◆ Prompt ◆
Write out again the part of the material that runs from its start through the line containing "(1205, 890)", requests included. Raise every coordinate in the answers by 112.

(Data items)

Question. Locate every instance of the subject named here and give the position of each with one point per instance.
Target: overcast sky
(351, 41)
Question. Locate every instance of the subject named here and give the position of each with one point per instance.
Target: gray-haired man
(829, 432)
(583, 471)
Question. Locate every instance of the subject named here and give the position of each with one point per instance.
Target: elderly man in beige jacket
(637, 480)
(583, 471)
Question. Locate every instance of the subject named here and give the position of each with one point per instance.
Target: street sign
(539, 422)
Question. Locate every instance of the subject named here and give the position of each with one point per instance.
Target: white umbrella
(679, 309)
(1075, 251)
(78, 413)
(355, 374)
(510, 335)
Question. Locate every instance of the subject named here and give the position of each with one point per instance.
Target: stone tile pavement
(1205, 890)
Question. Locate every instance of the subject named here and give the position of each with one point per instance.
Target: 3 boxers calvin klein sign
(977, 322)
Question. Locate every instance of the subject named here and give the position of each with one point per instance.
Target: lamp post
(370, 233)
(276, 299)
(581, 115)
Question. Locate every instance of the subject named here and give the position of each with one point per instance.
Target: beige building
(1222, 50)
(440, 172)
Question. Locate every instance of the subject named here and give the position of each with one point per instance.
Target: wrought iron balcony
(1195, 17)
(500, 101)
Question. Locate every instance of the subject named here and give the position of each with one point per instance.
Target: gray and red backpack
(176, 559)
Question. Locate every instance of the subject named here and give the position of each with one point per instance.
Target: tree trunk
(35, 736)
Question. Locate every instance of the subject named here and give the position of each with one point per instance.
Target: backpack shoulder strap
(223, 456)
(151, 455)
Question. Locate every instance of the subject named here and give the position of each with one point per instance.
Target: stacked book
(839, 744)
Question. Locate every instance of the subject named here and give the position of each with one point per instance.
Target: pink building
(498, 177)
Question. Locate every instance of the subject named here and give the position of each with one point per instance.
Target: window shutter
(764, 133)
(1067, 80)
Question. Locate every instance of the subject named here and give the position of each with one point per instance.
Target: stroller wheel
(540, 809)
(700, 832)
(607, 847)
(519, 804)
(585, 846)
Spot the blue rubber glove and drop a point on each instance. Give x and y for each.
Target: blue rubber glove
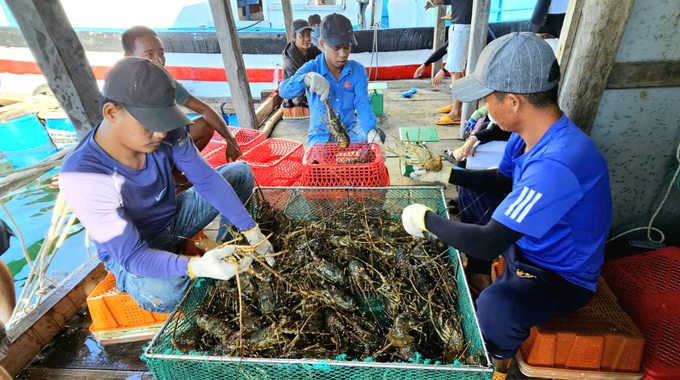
(409, 94)
(470, 124)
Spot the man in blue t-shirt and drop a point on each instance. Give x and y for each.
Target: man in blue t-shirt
(552, 226)
(332, 78)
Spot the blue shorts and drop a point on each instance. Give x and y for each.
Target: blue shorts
(522, 297)
(161, 295)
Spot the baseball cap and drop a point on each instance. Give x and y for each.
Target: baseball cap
(300, 25)
(314, 19)
(517, 63)
(147, 91)
(337, 30)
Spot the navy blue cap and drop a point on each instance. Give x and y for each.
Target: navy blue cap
(337, 30)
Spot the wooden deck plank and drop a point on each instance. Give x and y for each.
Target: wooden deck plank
(82, 374)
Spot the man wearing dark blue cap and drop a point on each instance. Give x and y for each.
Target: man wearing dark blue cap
(552, 225)
(335, 79)
(118, 181)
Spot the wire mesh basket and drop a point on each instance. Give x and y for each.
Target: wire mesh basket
(167, 363)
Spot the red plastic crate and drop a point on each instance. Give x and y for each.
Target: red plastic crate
(275, 162)
(323, 166)
(246, 139)
(648, 287)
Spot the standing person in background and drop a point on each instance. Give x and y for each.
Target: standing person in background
(298, 52)
(552, 226)
(315, 22)
(436, 56)
(143, 42)
(333, 79)
(548, 17)
(459, 39)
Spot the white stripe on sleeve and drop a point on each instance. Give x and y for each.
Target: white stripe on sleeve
(519, 199)
(519, 208)
(526, 209)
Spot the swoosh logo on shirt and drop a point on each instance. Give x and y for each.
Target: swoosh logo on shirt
(158, 198)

◆ Output of the exercise ◆
Question. Locate every instance of the subject named here and give the position of each with one point per instance.
Target: overcast sky
(463, 153)
Question. Locate every instance of the subject named here and give the position of each with one point per instance.
Target: gray-haired man
(941, 544)
(695, 583)
Question. Locate every instance of the subject named here and give the position of each with one point per instance.
Target: elderly man in beige jacket
(749, 592)
(695, 583)
Question. Locate every instance of the subject named here and give the position of each with one point per instance.
Target: street sign
(651, 534)
Question. Locate every instance of the subject named here and give the position of each with one point per instance.
Target: white umbrella
(791, 421)
(1187, 363)
(190, 525)
(467, 486)
(622, 447)
Question. Locate every instance of the subject named here and give the position of each with one point per instance.
Target: stone tile pavement
(1317, 1002)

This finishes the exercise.